WHAT TO DO. According to the page excerpt on workplace wellness programs, how much is the obesity epidemic currently costing employers each year?

PAGE EXCERPT.
-- Begin --

Mandatory wellness programs vary from company to company but can range from cholesterol screenings to employee-specific weight-loss plans to nicotine policies.

Over the past several years wellness programs have found their way into various companies across the United States. Such programs, geared toward getting employees healthy in order to cut insurance costs, are known to reward employees for participating and sanction them for refusing to do so. This new corporate attitude has generated concern about employers' roles in their employees' personal lives and is predicted to result in future discrimination and privacy lawsuits.

According to some estimates, corporations' healthcare costs are expected to double by the year 2016. And considering that the obesity epidemic alone is currently costing employers $12 billion annually, a twofold increase in overall healthcare costs will drastically impact companies' bottom lines. This may be one reason that companies are more willing to face the possible legal challenges associated with wellness programs.

-- End --

COLLECTED MATERIAL.

-- Begin --

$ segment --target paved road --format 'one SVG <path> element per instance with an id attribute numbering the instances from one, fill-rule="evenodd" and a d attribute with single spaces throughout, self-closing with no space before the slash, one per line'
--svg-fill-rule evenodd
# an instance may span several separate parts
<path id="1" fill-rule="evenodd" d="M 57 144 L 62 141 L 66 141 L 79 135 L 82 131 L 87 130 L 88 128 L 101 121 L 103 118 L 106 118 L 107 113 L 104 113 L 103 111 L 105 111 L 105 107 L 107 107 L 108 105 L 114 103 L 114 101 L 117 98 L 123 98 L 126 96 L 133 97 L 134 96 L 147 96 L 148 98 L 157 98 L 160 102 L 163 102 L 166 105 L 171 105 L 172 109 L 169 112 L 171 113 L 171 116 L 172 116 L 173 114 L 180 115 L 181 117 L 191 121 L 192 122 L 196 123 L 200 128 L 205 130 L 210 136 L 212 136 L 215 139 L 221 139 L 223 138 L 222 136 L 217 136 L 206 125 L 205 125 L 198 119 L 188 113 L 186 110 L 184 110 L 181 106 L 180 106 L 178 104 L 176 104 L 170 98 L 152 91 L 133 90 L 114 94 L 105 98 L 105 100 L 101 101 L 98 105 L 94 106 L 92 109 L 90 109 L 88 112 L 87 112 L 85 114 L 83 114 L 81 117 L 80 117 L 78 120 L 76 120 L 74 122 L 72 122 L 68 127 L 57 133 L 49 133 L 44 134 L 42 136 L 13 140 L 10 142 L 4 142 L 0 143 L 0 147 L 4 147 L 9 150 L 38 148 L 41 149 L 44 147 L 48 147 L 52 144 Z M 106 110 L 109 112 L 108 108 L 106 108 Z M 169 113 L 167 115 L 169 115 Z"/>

-- End --

FINAL ANSWER. $12 billion annually.